TASK OBJECTIVE | Quote each record exactly, please, leaving none out.

─── INFORMATION GIVEN

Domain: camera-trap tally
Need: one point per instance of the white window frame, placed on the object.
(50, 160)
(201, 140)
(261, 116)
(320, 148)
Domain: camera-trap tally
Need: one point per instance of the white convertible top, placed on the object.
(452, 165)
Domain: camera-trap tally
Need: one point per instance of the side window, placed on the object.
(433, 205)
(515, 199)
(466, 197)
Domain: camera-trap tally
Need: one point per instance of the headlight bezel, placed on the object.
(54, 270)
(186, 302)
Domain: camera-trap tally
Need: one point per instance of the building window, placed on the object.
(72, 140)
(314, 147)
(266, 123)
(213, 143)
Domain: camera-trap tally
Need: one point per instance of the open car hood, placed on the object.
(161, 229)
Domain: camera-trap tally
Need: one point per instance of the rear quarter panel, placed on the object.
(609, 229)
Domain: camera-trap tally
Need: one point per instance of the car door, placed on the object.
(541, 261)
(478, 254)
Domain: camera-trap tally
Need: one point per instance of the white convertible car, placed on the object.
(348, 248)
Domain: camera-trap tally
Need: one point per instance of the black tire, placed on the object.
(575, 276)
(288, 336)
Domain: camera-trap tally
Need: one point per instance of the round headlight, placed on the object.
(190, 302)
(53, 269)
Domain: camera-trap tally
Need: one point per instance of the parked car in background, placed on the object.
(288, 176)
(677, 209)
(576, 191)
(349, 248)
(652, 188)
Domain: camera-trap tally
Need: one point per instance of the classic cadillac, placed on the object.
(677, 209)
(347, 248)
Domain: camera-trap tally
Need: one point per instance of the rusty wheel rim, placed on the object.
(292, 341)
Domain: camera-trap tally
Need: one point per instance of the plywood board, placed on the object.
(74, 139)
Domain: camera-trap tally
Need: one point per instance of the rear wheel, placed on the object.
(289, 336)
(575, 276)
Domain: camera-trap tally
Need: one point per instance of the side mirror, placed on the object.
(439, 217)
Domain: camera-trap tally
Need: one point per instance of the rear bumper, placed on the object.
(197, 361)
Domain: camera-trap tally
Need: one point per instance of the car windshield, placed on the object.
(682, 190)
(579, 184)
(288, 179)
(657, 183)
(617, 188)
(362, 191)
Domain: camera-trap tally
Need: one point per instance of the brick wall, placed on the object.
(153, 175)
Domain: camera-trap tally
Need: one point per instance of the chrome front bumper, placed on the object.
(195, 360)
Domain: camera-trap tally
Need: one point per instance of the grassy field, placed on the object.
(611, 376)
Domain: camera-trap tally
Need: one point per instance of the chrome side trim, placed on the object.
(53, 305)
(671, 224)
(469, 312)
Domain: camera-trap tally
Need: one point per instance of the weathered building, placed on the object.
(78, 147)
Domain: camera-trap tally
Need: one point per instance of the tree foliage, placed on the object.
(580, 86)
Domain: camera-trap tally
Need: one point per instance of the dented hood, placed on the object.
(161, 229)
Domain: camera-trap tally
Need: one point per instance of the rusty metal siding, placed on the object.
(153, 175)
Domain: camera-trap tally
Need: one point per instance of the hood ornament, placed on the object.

──────

TASK RESULT |
Domain: camera-trap tally
Need: one point per instance of the white window frame, placed on the object.
(50, 160)
(201, 140)
(261, 116)
(320, 148)
Domain: camera-trap tally
Need: one point per instance of the white convertible top, placed on the object.
(452, 165)
Domain: camera-trap tally
Need: one point per instance of the side window, placed on the object.
(433, 205)
(515, 199)
(466, 197)
Domain: camera-trap tally
Need: one point per instance of the headlight bezel, placed on the object.
(54, 270)
(186, 302)
Domain: camera-trap tally
Need: one point per instance of the building window, placed on the object.
(72, 140)
(314, 147)
(266, 123)
(213, 143)
Domain: camera-trap tally
Need: one point per instance of the open car hood, placed on the object.
(161, 229)
Domain: camera-trap tally
Need: one point per instance of the rear quarter panel, placed on the object.
(609, 229)
Domain: camera-trap tally
Need: one point per instance of the car door, placed on the object.
(541, 261)
(478, 254)
Domain: camera-trap tally
Need: one point per instance of the white convertible car, placed on the object.
(348, 248)
Domain: camera-trap tally
Need: one point per instance of the black tire, placed on the object.
(575, 276)
(288, 336)
Domain: camera-trap tally
Need: one point per instance of the round headlight, placed on the object.
(190, 302)
(53, 269)
Domain: camera-trap tally
Need: one point per instance of the parked car in background, placed on the object.
(288, 176)
(677, 209)
(576, 191)
(349, 248)
(652, 188)
Domain: camera-trap tally
Need: one point per instance of the classic cadillac, placed on the object.
(677, 209)
(347, 248)
Domain: camera-trap tally
Need: one point per instance of the rusty wheel rim, placed on the object.
(292, 341)
Domain: camera-trap tally
Need: one point per instance of the plywood board, placed on the object.
(74, 139)
Domain: camera-trap tally
Need: one point per instance of the rear wheel, placed on the object.
(289, 336)
(575, 276)
Domain: camera-trap tally
Need: one point per instance of the side mirror, placed on the object.
(439, 217)
Domain: camera-trap tally
Need: one point per instance of the rear bumper, placed on the object.
(197, 361)
Domain: camera-trap tally
Need: one point per instance of the car windshield, placed on the object.
(682, 190)
(579, 184)
(288, 179)
(657, 183)
(617, 188)
(362, 191)
Domain: camera-trap tally
Need: one point per instance of the brick wall, placed on the object.
(153, 175)
Domain: camera-trap tally
Need: one point per instance of the chrome front bumper, placed on the object.
(195, 360)
Domain: camera-trap tally
Need: one point per instance of the grassy field, placed on the object.
(611, 376)
Domain: camera-trap tally
Need: one point per instance of the chrome side trim, placed on the object.
(53, 305)
(671, 224)
(469, 312)
Domain: camera-trap tally
Need: one point per instance of the weathered building, placed on the object.
(78, 147)
Domain: camera-trap tally
Need: one point per instance of the tree foliage, placed on the object.
(580, 86)
Domain: camera-trap tally
Need: one point per instance of the dented hood, placed on the object.
(161, 229)
Domain: camera-trap tally
Need: one point per instance of the rusty metal siding, placed on the object.
(153, 175)
Domain: camera-trap tally
Need: one point per instance of the hood ornament, placed on the object.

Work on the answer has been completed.